Improving my audio extraction script.

Tue Jun 14 16:18:48 UTC 2022

Okay, so I often use mkvextract to extract the audio from mkv files
both because my portable media player generally doesn't like .mkv and
other containers that do multi-audio and built-in soft subs, and
because the media player has much less storage.(a 50-episode
television show that takes up 100GB is a drop in the bucket of a 4TB
hard drive, it's an unmanageable chunk on a 512GB SD card when you
already have 100GB of MUSIC and 100GB of audiobooks on that same SD
card)

I've written a script to automate the process:

#! /bin/bash
for file in */*.mkv; do
mkvextract tracks "$file" $1:"$file""$1".ac3
done

This script takes a track number as a command line argument, loops
over all the mkv files in the immediate subdirectories of the working
directory, extracts the track matching the track number provided, and
saves the extracted file with the name of the source file, the track
number, and the .ac3 extension.

This has several issues:

1. I generally don't know which track I'm getting ahead of time, be it
audio or subtitle, and if it's audio, whether it's English, Japanese,
or something else... and while the video stream is usually track 0,
this isn't universal, a given set of mkvs isn't guaranteed to have the
same track ordering, and since the script loops over every immediate
subdirectory, even if all of the mkvs within a given directory are
uniform, uniformity across directories is unlikely, and there's no
easy way to omit directories where I got what I wanted extracting
track 1 when I do a run to extract track 2.

GIVEN REQUEST 1 —
Translate this sentence from the post on the audio extraction script into Spanish: "This script takes a track number as a command line argument, loops over all the mkv files in the immediate subdirectories of the working directory, extracts the track matching the track number provided, and saves the extracted file with the name of the source file, the track number, and the .ac3 extension."
GIVEN REQUEST 2 —
Reproduce the post on the audio extraction script word for word, from "This has several" up to and including "extract track 2.".
GIVEN REQUEST 3 —
Write the next part of the post on improving the mkv audio extraction script, starting after its last sentence above.

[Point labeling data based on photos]

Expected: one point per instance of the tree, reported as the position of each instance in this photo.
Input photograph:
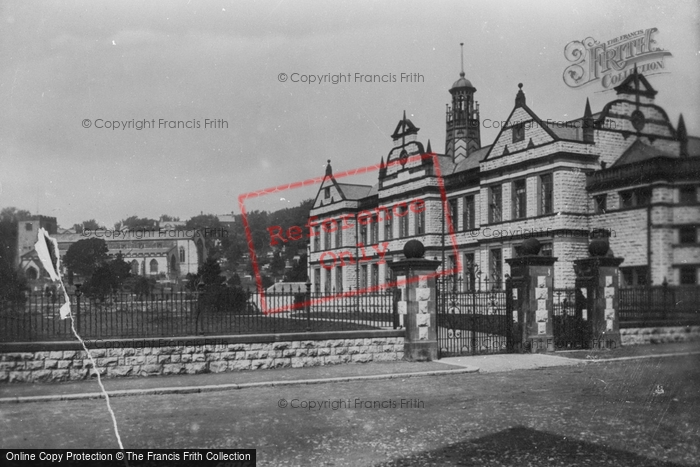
(13, 214)
(85, 256)
(234, 280)
(298, 272)
(210, 273)
(108, 278)
(136, 223)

EXERCISE OUTPUT 1 —
Este script toma un número de pista como argumento de línea de comandos, recorre todos los archivos mkv de los subdirectorios inmediatos del directorio de trabajo, extrae la pista que coincide con el número de pista proporcionado y guarda el archivo extraído con el nombre del archivo de origen, el número de pista y la extensión .ac3.

EXERCISE OUTPUT 2 —
This has several issues:

1. I generally don't know which track I'm getting ahead of time, be it
audio or subtitle, and if it's audio, whether it's English, Japanese,
or something else... and while the video stream is usually track 0,
this isn't universal, a given set of mkvs isn't guaranteed to have the
same track ordering, and since the script loops over every immediate
subdirectory, even if all of the mkvs within a given directory are
uniform, uniformity across directories is unlikely, and there's no
easy way to omit directories where I got what I wanted extracting
track 1 when I do a run to extract track 2.

EXERCISE OUTPUT 3 —
2. the new files retain the .mkv of the original file's filename, so I
end up with a bunch of .mkv1.ac3, .mkv2.ac3, etc. files. Also, since
the output is saved in the same place as the source, I often have to
manually separate the extracted audio from the original files.

3. The script assumes the extracted audio is AC3, and while that seems
to be the most popular codec for storing the audio streams in .mkv
files, it's not universal.

Improvements I would like to make but am not sure how to do so:

1. instead of extracting a specific track number, it would be nice if
I could extract English audio regardless of which track its stored in.
Bonus if I could get all English audio tracks in the event of files
containing an English language commentary.

2. Instead of looping through all subdirectories in the working
directory, looping through a set specified at the command line,
perhaps with the empty set treated like *.

3. remove the .mkv from the original filename before appending the new
extension.

4. Actually giving the output files the appropriate extension.

5. Instead of saving the output files to SourceDirectory, saving them
to sourceDirectoryAudio or something similar.

6. This would just be Gravy, but if anyone knows a way to either
convert subtitle files to human readable plain text(e.g. stripping out
the metadata, timestamps, and formatting) or having a TTS generate a
audio file of the subtitles using the subtitle timing, either having
the script extract and process English subtitles would be nice... if
the script could be made to do this if and only if there isn't an
English audio track would be amazing... but extracting audio is my
primary concern, being able to do something useful with subs when no
English audio exists is lower priority...

I think the basename command I use in my uncompress script to create a
separate folder for each extracted file might be of some help on
getting rid of the .mkv in the ouput filenames, but I'm not sure...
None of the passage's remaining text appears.